_To be done_
Return each line from the items below that contains the word "window".
┌──
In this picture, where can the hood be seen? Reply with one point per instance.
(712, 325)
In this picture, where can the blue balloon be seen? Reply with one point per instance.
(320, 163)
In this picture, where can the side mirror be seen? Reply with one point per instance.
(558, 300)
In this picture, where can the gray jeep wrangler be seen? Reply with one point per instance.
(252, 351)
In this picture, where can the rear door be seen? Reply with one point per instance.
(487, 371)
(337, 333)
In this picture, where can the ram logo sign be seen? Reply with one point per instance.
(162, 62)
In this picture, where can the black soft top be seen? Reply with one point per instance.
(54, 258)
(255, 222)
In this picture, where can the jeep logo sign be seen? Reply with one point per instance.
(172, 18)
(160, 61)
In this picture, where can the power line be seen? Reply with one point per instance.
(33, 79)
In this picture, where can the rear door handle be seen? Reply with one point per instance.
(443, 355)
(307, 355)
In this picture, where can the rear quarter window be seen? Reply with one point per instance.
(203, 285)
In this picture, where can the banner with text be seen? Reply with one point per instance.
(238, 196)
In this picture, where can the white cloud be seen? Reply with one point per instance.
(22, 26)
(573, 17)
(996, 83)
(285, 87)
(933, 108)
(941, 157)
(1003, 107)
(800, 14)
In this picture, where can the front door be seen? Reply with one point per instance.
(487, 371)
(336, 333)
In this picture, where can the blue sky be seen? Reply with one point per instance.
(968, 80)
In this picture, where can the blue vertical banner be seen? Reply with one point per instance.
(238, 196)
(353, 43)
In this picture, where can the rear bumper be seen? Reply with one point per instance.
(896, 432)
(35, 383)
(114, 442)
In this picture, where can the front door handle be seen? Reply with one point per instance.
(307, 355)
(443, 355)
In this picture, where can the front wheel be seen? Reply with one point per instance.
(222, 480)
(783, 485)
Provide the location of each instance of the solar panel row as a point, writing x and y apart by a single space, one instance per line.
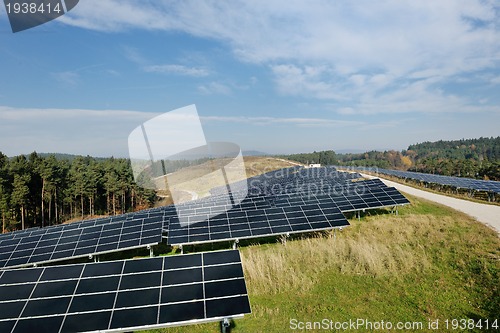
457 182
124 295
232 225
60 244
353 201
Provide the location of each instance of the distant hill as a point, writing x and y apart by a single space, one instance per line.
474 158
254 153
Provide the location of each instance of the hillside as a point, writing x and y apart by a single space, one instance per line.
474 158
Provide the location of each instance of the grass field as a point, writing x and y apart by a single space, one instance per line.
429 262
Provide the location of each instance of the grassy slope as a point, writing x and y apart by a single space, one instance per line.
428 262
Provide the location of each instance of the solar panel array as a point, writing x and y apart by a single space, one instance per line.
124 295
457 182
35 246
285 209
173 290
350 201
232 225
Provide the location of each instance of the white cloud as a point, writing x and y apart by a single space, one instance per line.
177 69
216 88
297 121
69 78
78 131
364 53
└──
┌──
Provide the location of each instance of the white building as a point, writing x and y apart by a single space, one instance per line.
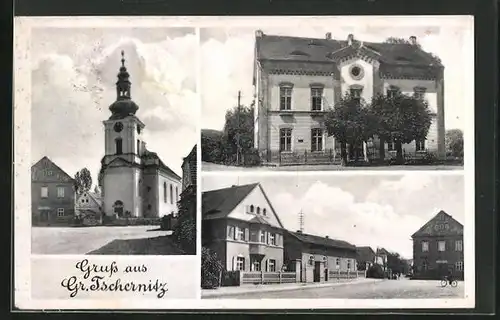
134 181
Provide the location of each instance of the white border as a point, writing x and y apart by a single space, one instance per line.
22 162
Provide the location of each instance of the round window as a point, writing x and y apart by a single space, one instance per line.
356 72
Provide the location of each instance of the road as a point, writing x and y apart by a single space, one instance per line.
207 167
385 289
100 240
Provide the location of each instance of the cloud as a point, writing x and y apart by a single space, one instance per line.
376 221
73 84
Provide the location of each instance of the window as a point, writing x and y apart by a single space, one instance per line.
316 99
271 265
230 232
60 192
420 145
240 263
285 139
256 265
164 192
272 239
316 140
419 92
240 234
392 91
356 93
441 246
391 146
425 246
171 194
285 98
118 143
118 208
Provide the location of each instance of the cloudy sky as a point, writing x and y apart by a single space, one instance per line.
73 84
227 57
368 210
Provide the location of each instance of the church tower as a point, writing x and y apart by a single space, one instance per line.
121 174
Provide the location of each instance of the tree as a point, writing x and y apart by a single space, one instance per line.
└──
_Output for this task_
In this picture, where can the rear quarter window be seen? Reply with one point per instance.
Provide the location of each instance of the round window as a point, writing x and y apart by a single space, one instance per line.
Provide the location of each instance of the window as a point, writing x and y apart by a single space, one instance per line.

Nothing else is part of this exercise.